--- Start of RECORDS FOR THIS EXERCISE ---

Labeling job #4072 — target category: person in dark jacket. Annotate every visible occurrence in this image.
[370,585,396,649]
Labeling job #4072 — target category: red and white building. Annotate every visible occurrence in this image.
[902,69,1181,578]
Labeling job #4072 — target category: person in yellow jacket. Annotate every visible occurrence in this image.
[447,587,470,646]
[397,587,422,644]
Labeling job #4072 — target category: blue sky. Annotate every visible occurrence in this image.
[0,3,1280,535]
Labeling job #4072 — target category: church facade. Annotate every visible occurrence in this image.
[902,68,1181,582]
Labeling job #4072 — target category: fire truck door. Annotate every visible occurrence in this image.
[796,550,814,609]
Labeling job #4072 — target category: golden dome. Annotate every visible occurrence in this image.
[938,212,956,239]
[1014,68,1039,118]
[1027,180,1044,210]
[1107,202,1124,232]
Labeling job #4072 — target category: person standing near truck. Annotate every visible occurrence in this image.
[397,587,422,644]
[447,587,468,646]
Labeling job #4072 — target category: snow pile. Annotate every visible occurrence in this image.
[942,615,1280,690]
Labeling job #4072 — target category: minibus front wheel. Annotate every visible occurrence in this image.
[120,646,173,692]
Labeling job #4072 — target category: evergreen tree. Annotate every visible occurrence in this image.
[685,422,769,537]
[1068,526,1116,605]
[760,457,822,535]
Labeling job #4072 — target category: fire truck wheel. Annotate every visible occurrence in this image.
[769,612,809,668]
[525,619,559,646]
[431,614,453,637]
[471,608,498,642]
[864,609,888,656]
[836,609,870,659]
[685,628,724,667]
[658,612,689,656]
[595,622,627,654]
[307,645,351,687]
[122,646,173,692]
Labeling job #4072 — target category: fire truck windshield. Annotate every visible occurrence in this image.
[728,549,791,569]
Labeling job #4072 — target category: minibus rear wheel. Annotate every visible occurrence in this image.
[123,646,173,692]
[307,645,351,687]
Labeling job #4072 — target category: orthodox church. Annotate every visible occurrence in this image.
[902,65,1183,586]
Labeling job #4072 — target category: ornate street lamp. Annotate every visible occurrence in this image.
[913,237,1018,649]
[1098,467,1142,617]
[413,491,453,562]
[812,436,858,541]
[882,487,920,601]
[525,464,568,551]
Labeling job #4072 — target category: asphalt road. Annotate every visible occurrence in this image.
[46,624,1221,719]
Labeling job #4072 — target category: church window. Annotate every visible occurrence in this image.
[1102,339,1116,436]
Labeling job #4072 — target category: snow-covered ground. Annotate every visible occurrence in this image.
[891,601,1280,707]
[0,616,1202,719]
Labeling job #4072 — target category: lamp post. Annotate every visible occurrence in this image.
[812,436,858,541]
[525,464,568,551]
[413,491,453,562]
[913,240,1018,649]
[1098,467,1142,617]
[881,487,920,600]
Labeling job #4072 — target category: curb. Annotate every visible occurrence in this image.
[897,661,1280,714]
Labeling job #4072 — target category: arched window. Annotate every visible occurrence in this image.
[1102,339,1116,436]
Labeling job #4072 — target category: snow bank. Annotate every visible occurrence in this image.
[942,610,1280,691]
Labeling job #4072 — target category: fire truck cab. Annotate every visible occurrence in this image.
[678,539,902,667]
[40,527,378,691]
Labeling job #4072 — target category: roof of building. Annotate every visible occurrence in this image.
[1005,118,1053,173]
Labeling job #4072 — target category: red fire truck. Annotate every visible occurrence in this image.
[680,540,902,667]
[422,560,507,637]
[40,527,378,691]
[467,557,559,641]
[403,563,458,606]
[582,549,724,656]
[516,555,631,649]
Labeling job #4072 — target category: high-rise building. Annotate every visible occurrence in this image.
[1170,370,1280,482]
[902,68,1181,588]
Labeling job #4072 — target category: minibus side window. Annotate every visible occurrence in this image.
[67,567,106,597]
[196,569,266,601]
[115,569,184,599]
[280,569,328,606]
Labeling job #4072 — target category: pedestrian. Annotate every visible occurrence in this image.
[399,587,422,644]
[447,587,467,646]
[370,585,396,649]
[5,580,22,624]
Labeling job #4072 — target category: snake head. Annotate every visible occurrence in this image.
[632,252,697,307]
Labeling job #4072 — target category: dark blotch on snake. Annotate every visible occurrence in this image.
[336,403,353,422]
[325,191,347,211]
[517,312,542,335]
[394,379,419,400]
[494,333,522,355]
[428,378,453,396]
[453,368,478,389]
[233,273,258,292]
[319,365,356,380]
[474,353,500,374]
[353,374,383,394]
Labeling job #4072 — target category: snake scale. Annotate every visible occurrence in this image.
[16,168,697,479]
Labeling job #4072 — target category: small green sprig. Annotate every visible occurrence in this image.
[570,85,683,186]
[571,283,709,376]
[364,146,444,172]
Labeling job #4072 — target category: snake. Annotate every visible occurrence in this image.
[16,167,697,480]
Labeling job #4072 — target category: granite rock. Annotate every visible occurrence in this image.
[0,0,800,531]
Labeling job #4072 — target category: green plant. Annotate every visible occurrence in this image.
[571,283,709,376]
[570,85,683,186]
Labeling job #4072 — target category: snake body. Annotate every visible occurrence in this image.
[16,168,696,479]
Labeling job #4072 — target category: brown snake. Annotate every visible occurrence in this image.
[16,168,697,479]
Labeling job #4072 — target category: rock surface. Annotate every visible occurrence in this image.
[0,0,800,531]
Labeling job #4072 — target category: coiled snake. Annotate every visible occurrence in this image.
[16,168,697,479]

--- End of RECORDS FOR THIS EXERCISE ---

#### SET EXERCISE
Swap "Annotate" for "Outline" everywhere it appears in the items above. Keep everything else the same.

#### SOLUTION FOR THIS EXERCISE
Labeling job #4072 — target category: person in dark jacket. Outline every visible occurrence in this image.
[370,585,396,649]
Labeling job #4072 — target category: red and white building. Outline every visible occurrence in this image.
[902,69,1181,578]
Labeling job #4072 — target category: person in yellow jacket. Outline every visible occurrence in this image.
[447,587,470,646]
[397,587,422,644]
Labeling job #4072 — target category: blue sky. Outline every visible occurrence in this image.
[0,3,1280,535]
Labeling job #4072 — target category: church facade. Outline every visible occurrence in this image.
[902,68,1181,582]
Labeling job #4072 — target category: fire truck door. Outline every visible occurrence in this image.
[796,550,814,609]
Labeling job #4072 — target category: golden dome. Outline every visible occurrence in this image.
[938,212,956,239]
[1014,68,1039,118]
[1027,180,1044,210]
[1107,202,1124,232]
Labeling job #4072 — target category: person standing near truck. Outline every visible occurrence in this image.
[397,587,422,644]
[447,587,468,646]
Labeling job #4072 — target category: snow pile. Outline every visible occurrence in this image.
[942,615,1280,690]
Labeling job #4072 — target category: minibus front wheel. Outline every visible occurrence in this image.
[120,646,173,692]
Labeling job #4072 — target category: evergreen tree. Outline every visible occurrence in this image.
[685,422,769,537]
[1068,526,1116,605]
[760,457,822,535]
Labeling job #4072 — target category: fire truck wheel. Outline every visible occurrence in this image.
[769,612,809,668]
[525,619,559,646]
[431,614,453,637]
[471,608,498,642]
[864,609,888,656]
[836,609,870,659]
[685,628,724,667]
[658,612,689,656]
[595,622,627,654]
[307,645,351,687]
[122,646,173,692]
Labeling job #4072 — target category: fire truck windshield. Outline every visible occurrence in this image.
[728,549,791,569]
Labeling job #4072 — target category: minibus rear wheel. Outline every visible occurrence in this image.
[123,646,173,692]
[307,645,351,687]
Labeling job #4072 — target category: orthodox church. Outline every visible occurrence in this image.
[902,65,1183,586]
Labeling job #4072 — target category: ornate street lamp. Outline every visible occurrence in this image.
[913,237,1018,649]
[1098,467,1142,617]
[413,491,453,562]
[812,436,858,541]
[882,487,920,601]
[525,464,568,551]
Labeling job #4072 — target category: asphalt road. Outline every visible occurrence in this image.
[46,624,1221,719]
Labeling job #4072 — target category: church window. Outline every visible occurrence in this image.
[1102,339,1116,436]
Labeling job #4072 — target category: snow-covered ground. Outline every visible occurrence in this image.
[891,601,1280,707]
[0,616,1202,719]
Labeling job #4072 — target category: lamp post. Outline every visible occurrence in this image.
[812,436,858,541]
[525,464,568,551]
[413,491,453,562]
[913,240,1018,649]
[1098,467,1142,617]
[881,487,920,600]
Labeling job #4072 — target category: curb. Outline every visible occurrence in this image.
[897,661,1280,714]
Labeling job #4072 — target category: arched window. Outline every visible occurrence in this image.
[1102,339,1116,436]
Labeling job #4072 — target category: snow bank. Outline every visible occurrence in this image.
[942,610,1280,691]
Labeling job #4072 — target category: fire truck cab. Outline every visible occurrence in this image.
[678,539,902,667]
[40,527,378,691]
Labeling job #4072 — target category: roof of building. Outline every visible occurrence in this image.
[1005,118,1053,173]
Labeling job #4072 — target category: red fire truck. Outline every visible occurrence in this image.
[680,540,902,667]
[422,560,507,637]
[40,527,378,691]
[467,557,559,641]
[403,563,458,606]
[582,549,724,656]
[516,555,631,649]
Labeling job #4072 — target category: high-rise building. Outline every visible occurrence in this image.
[1170,370,1280,482]
[902,68,1181,588]
Labeling job #4072 — target category: minibus side window. Outline every visible occurrence in this image.
[67,567,106,597]
[196,569,266,601]
[115,569,184,599]
[280,569,328,606]
Labeling job #4072 — target category: pedestrian. Outline every visible occurrence in this image.
[399,587,422,644]
[447,587,467,646]
[370,585,396,649]
[5,580,22,624]
Labeling job #4072 — target category: snake head. Outline every visible occurrence in this image.
[632,252,697,307]
Labeling job #4072 — target category: dark blotch on snake. Outline every visible occurrence in this image.
[336,403,353,422]
[325,191,347,211]
[517,312,542,335]
[394,379,419,400]
[494,333,522,355]
[428,378,453,396]
[453,368,478,389]
[233,273,258,292]
[319,365,356,380]
[474,353,500,374]
[353,374,383,394]
Labeling job #4072 — target category: snake scale. Outline every visible occurrence in this image.
[16,168,697,479]
Labeling job #4072 — target category: small green sprig. Outline every visible occurrence in this image.
[570,85,683,186]
[571,283,709,376]
[364,146,444,172]
Labeling job #4072 — target category: snake. Outline every visible occurrence in this image.
[16,167,697,480]
Labeling job #4072 — target category: granite rock. Outline every visible occurrence in this image.
[0,0,800,531]
Labeling job #4072 — target category: green plant. Outline every visible occurrence in this image.
[571,283,709,376]
[570,85,683,186]
Labeling job #4072 — target category: snake body. Outline every visible occurrence in this image.
[16,168,696,479]
Labeling job #4072 — target category: brown snake. Outline every visible occurrence in this image.
[16,168,697,479]
Labeling job #4072 — target category: rock surface. Outline every visible occurrence in this image.
[0,0,800,531]
Labeling job #4072 — target category: coiled snake. Outline every visible occurrence in this image.
[16,168,697,479]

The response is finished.